- Assignment
Give back all of the data exactly, with every picture omitted.

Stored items
######

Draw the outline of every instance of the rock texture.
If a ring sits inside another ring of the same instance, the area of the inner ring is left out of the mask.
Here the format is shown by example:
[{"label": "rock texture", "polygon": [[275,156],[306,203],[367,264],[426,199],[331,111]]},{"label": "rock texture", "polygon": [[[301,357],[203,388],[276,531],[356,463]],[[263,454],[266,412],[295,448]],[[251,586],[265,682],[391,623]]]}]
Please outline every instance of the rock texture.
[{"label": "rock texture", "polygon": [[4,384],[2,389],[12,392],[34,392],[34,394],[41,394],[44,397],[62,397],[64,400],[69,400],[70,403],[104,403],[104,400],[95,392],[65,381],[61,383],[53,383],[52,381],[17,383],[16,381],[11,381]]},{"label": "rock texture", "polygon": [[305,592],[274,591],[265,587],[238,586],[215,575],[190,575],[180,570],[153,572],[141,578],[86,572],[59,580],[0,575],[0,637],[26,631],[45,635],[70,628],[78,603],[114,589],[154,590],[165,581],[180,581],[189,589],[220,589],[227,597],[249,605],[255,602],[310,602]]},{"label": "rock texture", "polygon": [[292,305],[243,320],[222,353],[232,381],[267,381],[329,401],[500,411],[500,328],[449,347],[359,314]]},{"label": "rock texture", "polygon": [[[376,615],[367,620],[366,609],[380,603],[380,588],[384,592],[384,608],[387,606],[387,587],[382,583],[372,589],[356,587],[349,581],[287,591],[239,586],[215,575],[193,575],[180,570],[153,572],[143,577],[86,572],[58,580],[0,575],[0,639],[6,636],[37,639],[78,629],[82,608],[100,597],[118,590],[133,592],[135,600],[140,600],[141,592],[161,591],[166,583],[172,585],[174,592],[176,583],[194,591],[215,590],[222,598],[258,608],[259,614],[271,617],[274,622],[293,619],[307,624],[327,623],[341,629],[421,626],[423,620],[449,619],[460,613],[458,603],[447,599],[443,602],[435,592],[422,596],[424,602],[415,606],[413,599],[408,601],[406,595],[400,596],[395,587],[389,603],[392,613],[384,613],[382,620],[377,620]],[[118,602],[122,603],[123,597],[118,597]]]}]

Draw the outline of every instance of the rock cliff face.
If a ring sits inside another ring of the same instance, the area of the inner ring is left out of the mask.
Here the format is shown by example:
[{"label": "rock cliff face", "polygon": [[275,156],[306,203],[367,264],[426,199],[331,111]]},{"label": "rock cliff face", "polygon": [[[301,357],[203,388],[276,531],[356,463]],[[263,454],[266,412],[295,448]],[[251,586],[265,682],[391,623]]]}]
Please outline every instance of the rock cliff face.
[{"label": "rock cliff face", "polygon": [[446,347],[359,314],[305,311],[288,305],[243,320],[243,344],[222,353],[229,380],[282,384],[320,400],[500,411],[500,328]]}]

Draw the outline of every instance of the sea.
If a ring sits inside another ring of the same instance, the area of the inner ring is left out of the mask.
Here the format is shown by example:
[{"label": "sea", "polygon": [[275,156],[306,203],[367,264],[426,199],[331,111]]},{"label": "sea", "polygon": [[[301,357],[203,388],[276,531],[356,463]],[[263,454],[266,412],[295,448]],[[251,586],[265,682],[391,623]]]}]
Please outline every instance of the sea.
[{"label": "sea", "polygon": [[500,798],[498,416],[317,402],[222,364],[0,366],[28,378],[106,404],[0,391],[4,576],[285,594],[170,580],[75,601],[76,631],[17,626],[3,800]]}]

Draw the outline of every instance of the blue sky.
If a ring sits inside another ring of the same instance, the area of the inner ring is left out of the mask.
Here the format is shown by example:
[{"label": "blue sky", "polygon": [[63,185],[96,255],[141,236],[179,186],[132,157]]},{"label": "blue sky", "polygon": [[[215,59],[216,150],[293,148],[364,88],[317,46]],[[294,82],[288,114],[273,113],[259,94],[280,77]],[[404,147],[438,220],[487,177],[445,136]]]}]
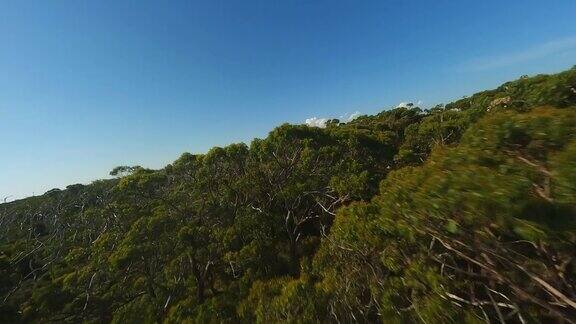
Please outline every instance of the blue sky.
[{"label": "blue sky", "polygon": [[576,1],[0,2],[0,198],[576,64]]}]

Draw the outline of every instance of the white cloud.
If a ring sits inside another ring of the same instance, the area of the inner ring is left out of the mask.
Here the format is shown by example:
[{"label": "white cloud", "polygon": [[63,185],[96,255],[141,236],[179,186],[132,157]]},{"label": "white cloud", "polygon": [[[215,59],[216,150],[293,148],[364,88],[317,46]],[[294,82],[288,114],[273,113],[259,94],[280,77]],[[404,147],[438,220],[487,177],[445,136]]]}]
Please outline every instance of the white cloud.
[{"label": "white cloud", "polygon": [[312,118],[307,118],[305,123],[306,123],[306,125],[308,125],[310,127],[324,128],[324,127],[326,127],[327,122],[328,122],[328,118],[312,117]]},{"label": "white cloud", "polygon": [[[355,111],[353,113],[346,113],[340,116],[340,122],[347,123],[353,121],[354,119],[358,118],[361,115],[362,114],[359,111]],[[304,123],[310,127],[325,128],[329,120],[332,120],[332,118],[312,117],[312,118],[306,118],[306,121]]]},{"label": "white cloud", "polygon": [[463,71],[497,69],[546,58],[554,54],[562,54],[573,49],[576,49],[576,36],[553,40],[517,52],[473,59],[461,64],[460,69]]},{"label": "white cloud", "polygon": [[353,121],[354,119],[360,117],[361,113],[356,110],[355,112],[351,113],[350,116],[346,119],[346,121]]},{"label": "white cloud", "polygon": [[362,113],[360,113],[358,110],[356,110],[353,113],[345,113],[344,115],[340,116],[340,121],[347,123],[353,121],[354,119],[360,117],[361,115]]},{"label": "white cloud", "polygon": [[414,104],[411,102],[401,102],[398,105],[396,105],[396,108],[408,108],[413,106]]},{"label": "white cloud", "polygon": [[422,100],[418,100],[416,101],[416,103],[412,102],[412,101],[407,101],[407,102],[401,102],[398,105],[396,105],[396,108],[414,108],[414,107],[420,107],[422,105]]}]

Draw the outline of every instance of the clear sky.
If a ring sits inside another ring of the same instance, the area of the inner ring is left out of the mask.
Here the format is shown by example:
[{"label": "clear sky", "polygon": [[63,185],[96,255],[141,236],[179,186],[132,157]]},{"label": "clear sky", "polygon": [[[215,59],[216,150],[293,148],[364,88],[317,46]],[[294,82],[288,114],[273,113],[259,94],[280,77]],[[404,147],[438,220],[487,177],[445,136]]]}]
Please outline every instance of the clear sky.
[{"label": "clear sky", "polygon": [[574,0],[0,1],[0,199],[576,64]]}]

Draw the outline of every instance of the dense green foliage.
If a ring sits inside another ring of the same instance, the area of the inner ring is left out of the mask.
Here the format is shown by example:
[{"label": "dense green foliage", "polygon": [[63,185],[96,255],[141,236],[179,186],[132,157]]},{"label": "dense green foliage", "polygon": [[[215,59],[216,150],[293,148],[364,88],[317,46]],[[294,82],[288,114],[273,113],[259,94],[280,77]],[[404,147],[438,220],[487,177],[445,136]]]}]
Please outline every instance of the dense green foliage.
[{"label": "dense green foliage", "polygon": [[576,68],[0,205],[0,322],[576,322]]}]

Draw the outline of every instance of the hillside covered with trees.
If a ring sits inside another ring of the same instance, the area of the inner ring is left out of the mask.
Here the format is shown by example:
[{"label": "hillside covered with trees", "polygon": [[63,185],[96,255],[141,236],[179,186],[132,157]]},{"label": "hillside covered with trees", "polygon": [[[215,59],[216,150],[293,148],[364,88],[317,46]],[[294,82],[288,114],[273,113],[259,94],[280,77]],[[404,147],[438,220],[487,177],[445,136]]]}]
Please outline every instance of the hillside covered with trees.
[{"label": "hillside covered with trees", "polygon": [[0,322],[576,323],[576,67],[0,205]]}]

######

- Solution for this task
Draw the outline of every instance of the rock texture.
If a ring sits inside another ring of the same instance, the area of the inner ring is left out of the mask.
Here the format is shown by example:
[{"label": "rock texture", "polygon": [[275,156],[306,203],[367,264],[426,199],[331,111]]},{"label": "rock texture", "polygon": [[[301,357],[203,388],[276,531],[356,463]],[[263,454],[266,412],[295,448]],[[251,586],[265,682],[391,623]]]}]
Please outline every instance of the rock texture.
[{"label": "rock texture", "polygon": [[4,384],[2,389],[12,392],[34,392],[34,394],[41,394],[44,397],[62,397],[64,400],[69,400],[70,403],[104,403],[104,400],[95,392],[65,381],[61,383],[53,383],[52,381],[17,383],[16,381],[11,381]]},{"label": "rock texture", "polygon": [[305,592],[274,591],[265,587],[238,586],[215,575],[190,575],[180,570],[153,572],[141,578],[86,572],[59,580],[0,575],[0,637],[26,631],[45,635],[70,628],[78,603],[114,589],[154,590],[165,581],[180,581],[189,589],[220,589],[227,597],[249,605],[255,602],[310,602]]},{"label": "rock texture", "polygon": [[292,305],[243,320],[222,353],[232,381],[267,381],[329,401],[500,411],[500,328],[449,347],[359,314]]},{"label": "rock texture", "polygon": [[[376,615],[367,620],[366,609],[380,603],[380,588],[384,592],[384,608],[387,606],[387,587],[382,583],[372,589],[356,587],[349,581],[287,591],[239,586],[215,575],[193,575],[180,570],[153,572],[143,577],[86,572],[58,580],[0,575],[0,639],[6,636],[37,639],[78,629],[82,608],[100,597],[118,590],[133,592],[135,600],[140,600],[141,592],[161,591],[166,583],[172,585],[174,592],[176,583],[194,591],[215,590],[222,598],[258,608],[259,614],[271,617],[274,622],[293,619],[307,624],[327,623],[341,629],[421,626],[423,620],[449,619],[460,613],[458,603],[447,599],[443,602],[435,592],[422,596],[424,602],[415,606],[413,599],[408,601],[406,595],[400,596],[395,587],[389,603],[392,613],[384,613],[382,620],[377,620]],[[118,602],[122,603],[123,597],[118,597]]]}]

Draw the outline of every instance of the rock cliff face.
If a ring sits inside another ring of the same instance, the area of the inner ring is left out of the mask.
Here the format is shown by example:
[{"label": "rock cliff face", "polygon": [[275,156],[306,203],[367,264],[426,199],[331,111]]},{"label": "rock cliff face", "polygon": [[[301,357],[203,388],[276,531],[356,463]],[[263,454],[266,412],[295,448]],[[251,586],[265,682],[391,623]]]}]
Please outline every instance of the rock cliff face.
[{"label": "rock cliff face", "polygon": [[446,347],[359,314],[305,311],[288,305],[243,320],[243,344],[222,353],[229,380],[282,384],[320,400],[500,411],[500,328]]}]

Draw the outline of every instance of the sea.
If a ring sits inside another ring of the same instance, the area of the inner ring is left out of the mask.
Here the format is shown by example:
[{"label": "sea", "polygon": [[275,156],[306,203],[367,264],[426,199],[331,111]]},{"label": "sea", "polygon": [[[301,357],[203,388],[276,531],[356,463]],[[263,454],[266,412],[295,448]],[[251,586],[265,682],[391,623]]]}]
Please outline every instance of the sea.
[{"label": "sea", "polygon": [[500,798],[498,416],[317,402],[222,364],[0,366],[28,378],[106,404],[0,391],[4,576],[285,594],[170,580],[75,601],[76,631],[17,626],[3,800]]}]

Draw the outline of every instance of the blue sky.
If a ring sits inside another ring of the same instance, the area of the inner ring is left out of the mask.
Here the format is shown by example:
[{"label": "blue sky", "polygon": [[63,185],[96,255],[141,236],[179,186],[132,157]]},{"label": "blue sky", "polygon": [[[215,59],[216,150],[293,148],[364,88],[317,46]],[[294,82],[288,114],[273,113],[259,94],[280,77]],[[404,147],[438,220],[487,177],[445,136]]]}]
Please outline every instance of the blue sky.
[{"label": "blue sky", "polygon": [[576,1],[0,2],[0,198],[576,64]]}]

Draw the outline of every instance of the white cloud.
If a ring sits inside another ring of the same instance, the area of the inner ring is left out of the mask.
Here the format is shown by example:
[{"label": "white cloud", "polygon": [[63,185],[96,255],[141,236],[179,186],[132,157]]},{"label": "white cloud", "polygon": [[[215,59],[216,150],[293,148],[364,88],[317,46]],[[294,82],[288,114],[273,113],[259,94],[280,77]],[[404,147],[438,220],[487,177],[445,136]]]}]
Please outline every instance of the white cloud.
[{"label": "white cloud", "polygon": [[312,118],[307,118],[305,123],[306,123],[306,125],[308,125],[310,127],[324,128],[324,127],[326,127],[327,122],[328,122],[328,118],[312,117]]},{"label": "white cloud", "polygon": [[[355,111],[353,113],[346,113],[340,116],[340,122],[347,123],[353,121],[354,119],[358,118],[361,115],[362,114],[359,111]],[[304,123],[310,127],[325,128],[329,120],[332,120],[332,118],[312,117],[312,118],[306,118],[306,121]]]},{"label": "white cloud", "polygon": [[463,71],[497,69],[546,58],[554,54],[562,54],[573,49],[576,49],[576,36],[553,40],[517,52],[473,59],[461,64],[460,69]]},{"label": "white cloud", "polygon": [[353,121],[354,119],[360,117],[361,113],[356,110],[355,112],[351,113],[350,116],[346,119],[346,121]]},{"label": "white cloud", "polygon": [[362,113],[360,113],[358,110],[356,110],[353,113],[345,113],[344,115],[340,116],[340,121],[347,123],[353,121],[354,119],[360,117],[361,115]]},{"label": "white cloud", "polygon": [[414,104],[411,102],[401,102],[398,105],[396,105],[396,108],[408,108],[413,106]]},{"label": "white cloud", "polygon": [[422,100],[418,100],[416,101],[416,103],[412,102],[412,101],[407,101],[407,102],[401,102],[398,105],[396,105],[396,108],[414,108],[414,107],[420,107],[422,105]]}]

Draw the outline of every instance of the clear sky.
If a ring sits inside another ring of the same instance, the area of the inner ring is left out of the mask.
Here the format is shown by example:
[{"label": "clear sky", "polygon": [[63,185],[96,255],[141,236],[179,186],[132,157]]},{"label": "clear sky", "polygon": [[[215,59],[216,150],[293,148],[364,88],[317,46]],[[294,82],[288,114],[273,113],[259,94],[280,77]],[[404,147],[438,220],[487,177],[445,136]]]}]
Please outline every instance of the clear sky.
[{"label": "clear sky", "polygon": [[574,0],[0,1],[0,199],[576,64]]}]

Draw the outline of every instance of the dense green foliage.
If a ring sits inside another ring of the same instance, the area of the inner ring is left out of the mask.
Here the format is shown by example:
[{"label": "dense green foliage", "polygon": [[63,185],[96,255],[141,236],[179,186],[132,157]]},{"label": "dense green foliage", "polygon": [[[215,59],[216,150],[293,148],[364,88],[317,46]],[[294,82],[288,114],[273,113],[259,94],[280,77]],[[404,147],[438,220],[487,177],[445,136]]]}]
Please outline every instance of the dense green foliage.
[{"label": "dense green foliage", "polygon": [[576,68],[0,205],[0,322],[576,322]]}]

Draw the outline of every instance of the hillside covered with trees.
If a ring sits inside another ring of the same instance, the area of the inner ring is left out of the mask.
Here the format is shown by example:
[{"label": "hillside covered with trees", "polygon": [[63,185],[96,255],[141,236],[179,186],[132,157]]},{"label": "hillside covered with trees", "polygon": [[[215,59],[216,150],[293,148],[364,88],[317,46]],[[294,82],[288,114],[273,113],[259,94],[280,77]],[[404,147],[438,220],[487,177],[445,136]]]}]
Please outline every instance of the hillside covered with trees.
[{"label": "hillside covered with trees", "polygon": [[0,322],[576,323],[576,67],[0,205]]}]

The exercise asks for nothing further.